Requirement
Count the lines in the records that hold the string "white". Only the number should be given.

Collected data
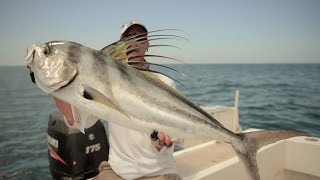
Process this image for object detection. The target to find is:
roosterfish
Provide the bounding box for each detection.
[25,33,308,180]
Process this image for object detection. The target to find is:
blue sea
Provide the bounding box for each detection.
[0,64,320,179]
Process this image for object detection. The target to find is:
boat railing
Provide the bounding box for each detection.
[201,90,242,133]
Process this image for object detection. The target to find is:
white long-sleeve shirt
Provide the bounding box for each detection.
[108,74,178,179]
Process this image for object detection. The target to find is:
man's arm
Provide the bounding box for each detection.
[53,97,75,126]
[150,75,178,151]
[28,66,75,127]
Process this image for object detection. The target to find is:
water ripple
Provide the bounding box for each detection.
[1,64,320,179]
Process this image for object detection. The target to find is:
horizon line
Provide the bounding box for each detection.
[2,62,320,67]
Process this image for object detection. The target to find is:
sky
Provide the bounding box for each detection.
[1,0,320,65]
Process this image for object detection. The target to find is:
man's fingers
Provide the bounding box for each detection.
[158,132,165,142]
[159,132,172,147]
[151,131,173,150]
[164,135,172,147]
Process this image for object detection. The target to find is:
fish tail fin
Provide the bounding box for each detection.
[233,130,308,180]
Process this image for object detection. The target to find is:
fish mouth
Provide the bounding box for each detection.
[25,47,36,64]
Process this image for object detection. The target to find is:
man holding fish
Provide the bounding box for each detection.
[26,16,308,179]
[45,20,182,180]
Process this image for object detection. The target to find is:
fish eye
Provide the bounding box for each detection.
[43,46,51,55]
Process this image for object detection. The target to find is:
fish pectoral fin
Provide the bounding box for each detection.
[82,85,129,118]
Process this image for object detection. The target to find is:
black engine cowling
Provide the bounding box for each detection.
[47,111,109,179]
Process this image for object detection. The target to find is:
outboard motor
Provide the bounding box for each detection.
[47,111,109,179]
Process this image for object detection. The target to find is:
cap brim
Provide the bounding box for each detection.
[121,24,148,38]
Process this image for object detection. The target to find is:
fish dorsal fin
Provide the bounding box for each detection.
[101,33,150,63]
[100,40,129,62]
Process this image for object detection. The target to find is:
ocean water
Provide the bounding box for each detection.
[0,64,320,179]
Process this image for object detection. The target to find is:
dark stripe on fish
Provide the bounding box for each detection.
[92,51,107,66]
[140,90,219,129]
[137,72,231,133]
[91,51,108,78]
[66,42,82,63]
[115,60,131,82]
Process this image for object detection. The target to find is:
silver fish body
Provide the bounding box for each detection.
[26,41,308,180]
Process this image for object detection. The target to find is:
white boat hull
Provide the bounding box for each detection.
[174,135,320,180]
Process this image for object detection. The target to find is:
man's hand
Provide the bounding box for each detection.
[150,130,173,151]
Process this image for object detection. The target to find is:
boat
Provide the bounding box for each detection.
[47,90,319,179]
[174,90,320,180]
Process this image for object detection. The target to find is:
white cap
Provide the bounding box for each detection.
[120,20,148,38]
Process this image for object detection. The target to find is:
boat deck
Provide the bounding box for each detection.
[174,140,236,179]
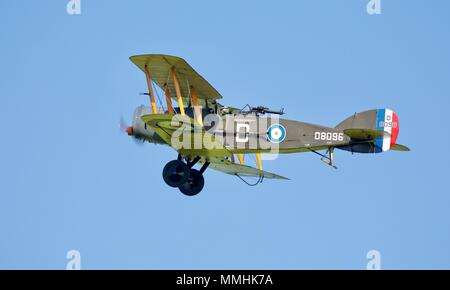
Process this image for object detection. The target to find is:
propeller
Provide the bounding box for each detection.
[120,116,134,136]
[120,116,145,146]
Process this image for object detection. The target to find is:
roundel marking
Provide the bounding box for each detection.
[267,124,286,143]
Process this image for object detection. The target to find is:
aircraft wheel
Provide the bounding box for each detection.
[162,160,190,188]
[179,169,205,196]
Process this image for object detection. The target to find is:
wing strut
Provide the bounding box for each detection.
[164,84,175,114]
[256,153,263,171]
[171,68,185,115]
[236,153,263,170]
[238,153,244,165]
[144,65,158,114]
[191,87,203,126]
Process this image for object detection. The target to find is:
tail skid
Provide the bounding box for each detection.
[309,147,338,169]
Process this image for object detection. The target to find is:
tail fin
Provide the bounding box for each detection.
[335,109,400,153]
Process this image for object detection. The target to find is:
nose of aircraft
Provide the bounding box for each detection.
[126,126,134,136]
[120,116,135,137]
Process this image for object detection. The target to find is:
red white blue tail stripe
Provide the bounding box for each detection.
[375,109,400,153]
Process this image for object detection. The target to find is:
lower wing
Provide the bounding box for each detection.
[141,114,289,180]
[207,157,289,180]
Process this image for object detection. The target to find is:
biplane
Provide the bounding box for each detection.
[122,54,410,196]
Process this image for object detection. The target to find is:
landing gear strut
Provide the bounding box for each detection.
[162,155,210,196]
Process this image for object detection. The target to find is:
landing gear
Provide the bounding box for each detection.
[162,156,210,196]
[162,160,190,187]
[178,169,205,196]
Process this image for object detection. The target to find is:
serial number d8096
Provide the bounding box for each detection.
[314,132,344,142]
[379,121,398,128]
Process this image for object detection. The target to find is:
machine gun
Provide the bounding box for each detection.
[249,106,285,116]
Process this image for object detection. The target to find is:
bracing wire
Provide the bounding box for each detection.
[152,81,165,112]
[186,79,193,108]
[164,70,178,115]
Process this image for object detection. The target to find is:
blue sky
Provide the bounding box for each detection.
[1,0,449,269]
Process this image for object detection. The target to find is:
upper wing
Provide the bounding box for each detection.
[130,54,222,104]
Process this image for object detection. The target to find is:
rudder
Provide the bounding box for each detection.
[335,109,400,153]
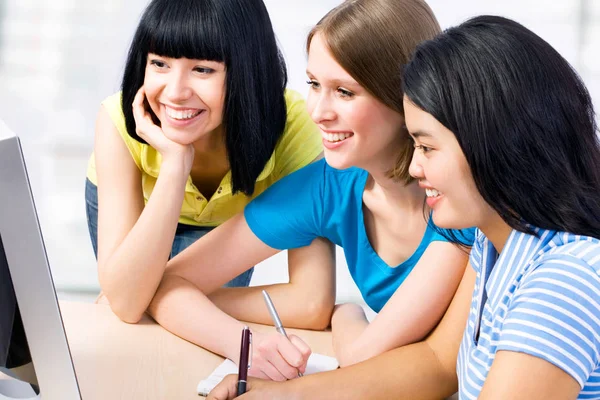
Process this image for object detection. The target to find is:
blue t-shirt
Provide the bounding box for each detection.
[458,228,600,398]
[245,159,475,312]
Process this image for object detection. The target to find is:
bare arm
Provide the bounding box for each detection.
[148,213,333,379]
[94,102,192,323]
[332,241,469,366]
[208,237,336,330]
[479,351,580,400]
[208,264,476,400]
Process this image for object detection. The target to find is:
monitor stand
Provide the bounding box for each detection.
[0,368,39,400]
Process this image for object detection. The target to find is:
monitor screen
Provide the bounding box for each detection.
[0,126,80,399]
[0,233,37,384]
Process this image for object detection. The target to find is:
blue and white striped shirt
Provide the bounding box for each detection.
[458,228,600,399]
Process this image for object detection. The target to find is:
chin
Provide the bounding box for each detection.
[431,211,465,230]
[161,128,200,146]
[323,153,355,171]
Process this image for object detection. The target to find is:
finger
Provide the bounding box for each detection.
[132,88,148,127]
[277,335,311,370]
[268,347,302,380]
[251,354,287,382]
[253,338,289,381]
[132,88,147,117]
[131,88,158,143]
[248,364,270,380]
[263,359,288,382]
[206,374,238,400]
[288,335,312,374]
[288,335,311,359]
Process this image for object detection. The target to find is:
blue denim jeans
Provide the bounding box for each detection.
[84,179,253,287]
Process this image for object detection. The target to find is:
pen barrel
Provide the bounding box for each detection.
[276,326,288,337]
[237,380,247,396]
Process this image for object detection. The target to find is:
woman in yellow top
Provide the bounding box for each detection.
[84,0,330,344]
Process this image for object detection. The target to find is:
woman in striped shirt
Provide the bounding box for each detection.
[404,16,600,400]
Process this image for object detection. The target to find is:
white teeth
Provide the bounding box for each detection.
[322,132,353,142]
[425,188,442,198]
[165,107,202,120]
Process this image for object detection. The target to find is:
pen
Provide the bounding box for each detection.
[237,326,252,396]
[262,290,304,377]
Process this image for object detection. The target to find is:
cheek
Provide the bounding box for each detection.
[447,164,482,210]
[204,81,226,112]
[351,103,402,147]
[305,91,317,121]
[341,102,372,133]
[142,73,162,112]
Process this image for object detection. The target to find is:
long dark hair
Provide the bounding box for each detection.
[404,15,600,238]
[121,0,288,195]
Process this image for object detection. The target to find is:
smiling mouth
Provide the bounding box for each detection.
[165,107,203,121]
[322,132,354,143]
[425,188,442,198]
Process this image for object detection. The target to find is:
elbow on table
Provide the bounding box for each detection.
[108,298,146,324]
[98,273,149,324]
[101,287,146,324]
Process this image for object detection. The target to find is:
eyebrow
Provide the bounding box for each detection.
[410,130,434,139]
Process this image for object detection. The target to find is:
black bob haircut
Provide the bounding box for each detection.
[121,0,288,195]
[404,16,600,239]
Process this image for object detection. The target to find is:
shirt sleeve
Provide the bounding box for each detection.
[496,254,600,388]
[244,160,325,250]
[272,89,322,179]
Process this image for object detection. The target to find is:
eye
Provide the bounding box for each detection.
[337,87,354,98]
[306,80,320,90]
[413,143,432,153]
[149,59,168,69]
[193,66,214,74]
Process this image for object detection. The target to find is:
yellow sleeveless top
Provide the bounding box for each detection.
[86,89,321,227]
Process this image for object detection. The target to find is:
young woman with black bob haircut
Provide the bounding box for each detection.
[207,15,600,400]
[84,0,328,334]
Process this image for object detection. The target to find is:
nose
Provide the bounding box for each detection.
[165,70,193,103]
[408,147,424,180]
[307,90,336,124]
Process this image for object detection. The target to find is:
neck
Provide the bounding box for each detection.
[192,125,226,155]
[365,168,424,212]
[191,125,228,170]
[479,212,513,254]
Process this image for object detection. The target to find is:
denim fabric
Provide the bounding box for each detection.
[84,179,253,287]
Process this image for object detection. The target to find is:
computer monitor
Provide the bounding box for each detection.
[0,120,81,399]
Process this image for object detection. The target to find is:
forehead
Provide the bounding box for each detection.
[307,34,357,85]
[403,97,455,141]
[403,98,431,129]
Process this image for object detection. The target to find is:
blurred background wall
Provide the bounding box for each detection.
[0,0,598,309]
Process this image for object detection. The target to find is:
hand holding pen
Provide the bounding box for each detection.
[261,290,310,378]
[239,290,311,381]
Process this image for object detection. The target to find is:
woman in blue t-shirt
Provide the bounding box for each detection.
[404,16,600,399]
[147,0,474,380]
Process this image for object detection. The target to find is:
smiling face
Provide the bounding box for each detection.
[143,54,226,145]
[305,34,405,172]
[404,96,495,230]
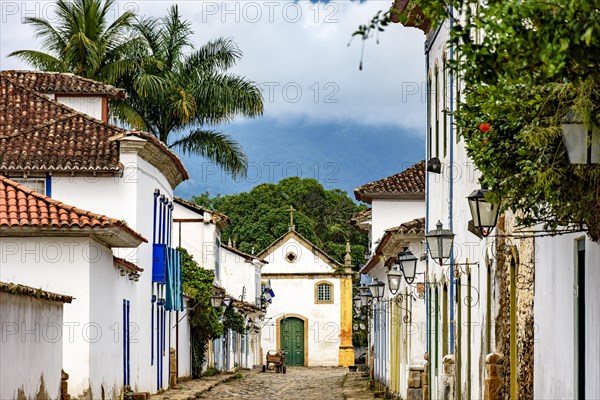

Answer to the exercise
6